● **Document extract**

════════════════════

School in Black neighborhood to get new classrooms and cafeteria
BY ANDREAS BUTLER
A school in Daytona Beach’s Black community soon will be given a facelift.
The Volusia County School District plans to renovate Westside Elementary located at 1210 Jimmy Ann Drive.
“It’s been long overdue. A renovated Westside will be a great addition to our community. Someone also donated 15 acres of land to the school and this provides us with enough land where we now have ample space to redo the school entirely if we chose,” said School Board Member Ida Duncan Wright.
Right now everything is in a planning phase.
“We are in an early stage of design. We’re kind of moving to a programming phase. We are working out specifications and the concept plan layout proceedings,” stated Saralee Morrissey, the school district’s director for planning.
Growth has facilitated the need to make the school larger.
“Westside is definitely a community school. We are still in the planning stages. We need to be able to accommodate our growing populations. Major renovations are needed. Renovations will definitely benefit students and staff,” commented Principal Willie Williams.
Westside has 630 students but is designed for a capacity of 550 kids. The goal is to be able to accommodate 750 students.
“The school is actually in good shape physically, but we are seeing increases in enrollment there.
The need for renovation is to make it bigger to accommodate growth,” Morrissey noted.
Sixty-six percent of the students attending Westside are African-American, 19 percent are White, 7 percent are listed as multi-racial, and 6½ percent are Hispanic. The rest are Asian or Pacific Islander.
Westside was built in 1966 to meet the needs of the growing population of Daytona’s Westside, according to the district’s website, myvolusiaschools.org.

════════════════════

[Referring expression grounding records]
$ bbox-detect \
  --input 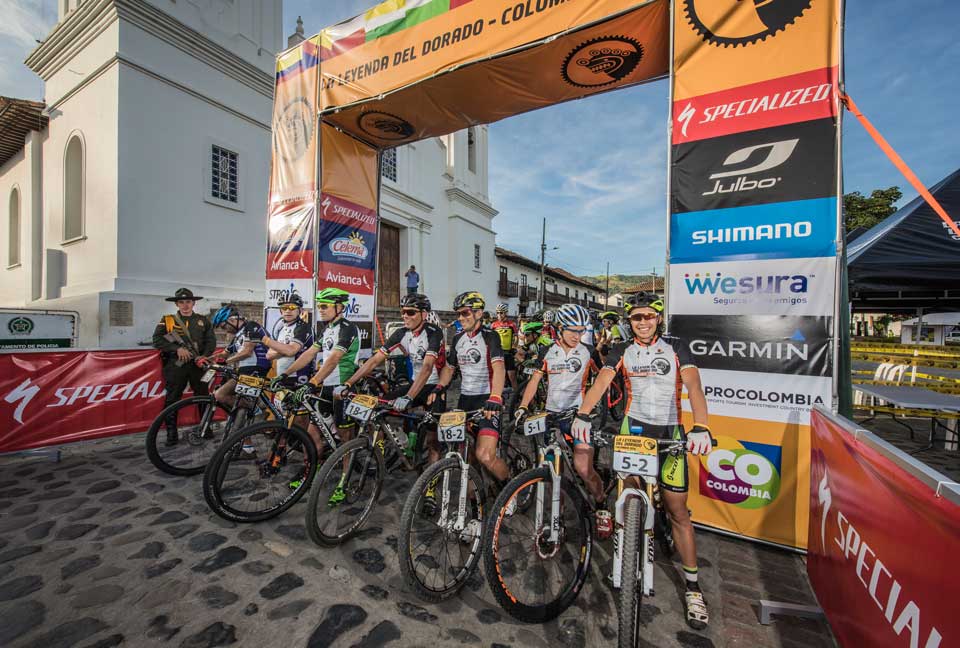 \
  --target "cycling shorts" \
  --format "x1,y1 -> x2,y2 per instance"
457,394 -> 500,439
620,416 -> 690,493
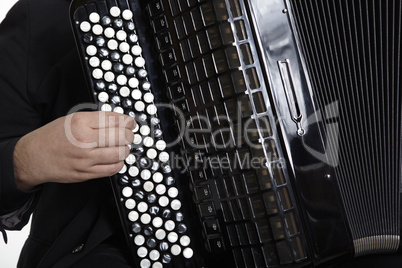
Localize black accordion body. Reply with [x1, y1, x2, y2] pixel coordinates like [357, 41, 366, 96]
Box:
[71, 0, 402, 268]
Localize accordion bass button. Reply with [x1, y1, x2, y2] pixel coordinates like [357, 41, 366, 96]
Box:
[134, 235, 145, 246]
[109, 6, 121, 17]
[101, 16, 112, 26]
[89, 12, 100, 23]
[168, 232, 179, 243]
[122, 187, 133, 197]
[183, 248, 194, 259]
[131, 222, 145, 234]
[159, 242, 169, 252]
[122, 9, 133, 20]
[149, 249, 161, 261]
[80, 21, 91, 33]
[165, 220, 176, 231]
[147, 238, 158, 248]
[147, 194, 158, 204]
[152, 262, 163, 268]
[177, 223, 187, 234]
[180, 235, 191, 247]
[170, 245, 181, 256]
[162, 253, 172, 264]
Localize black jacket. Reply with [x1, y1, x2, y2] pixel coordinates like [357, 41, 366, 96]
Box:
[0, 0, 118, 268]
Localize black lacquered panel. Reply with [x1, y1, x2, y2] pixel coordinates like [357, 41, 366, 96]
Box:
[290, 0, 402, 255]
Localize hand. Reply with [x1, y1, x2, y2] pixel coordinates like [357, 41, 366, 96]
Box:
[14, 112, 136, 190]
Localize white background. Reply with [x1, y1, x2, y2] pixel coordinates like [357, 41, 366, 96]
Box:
[0, 0, 29, 268]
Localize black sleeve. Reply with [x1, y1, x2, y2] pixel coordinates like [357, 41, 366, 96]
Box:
[0, 1, 41, 230]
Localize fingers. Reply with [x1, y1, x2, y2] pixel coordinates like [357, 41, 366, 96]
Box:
[93, 128, 134, 147]
[85, 112, 136, 130]
[76, 161, 124, 181]
[88, 146, 130, 166]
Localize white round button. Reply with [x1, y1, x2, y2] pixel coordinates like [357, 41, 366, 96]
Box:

════════════════════

● **Problem requirements**
According to the article on the Westside Elementary renovation, how many students is the school designed to hold?

● **Result for this task**
550 students.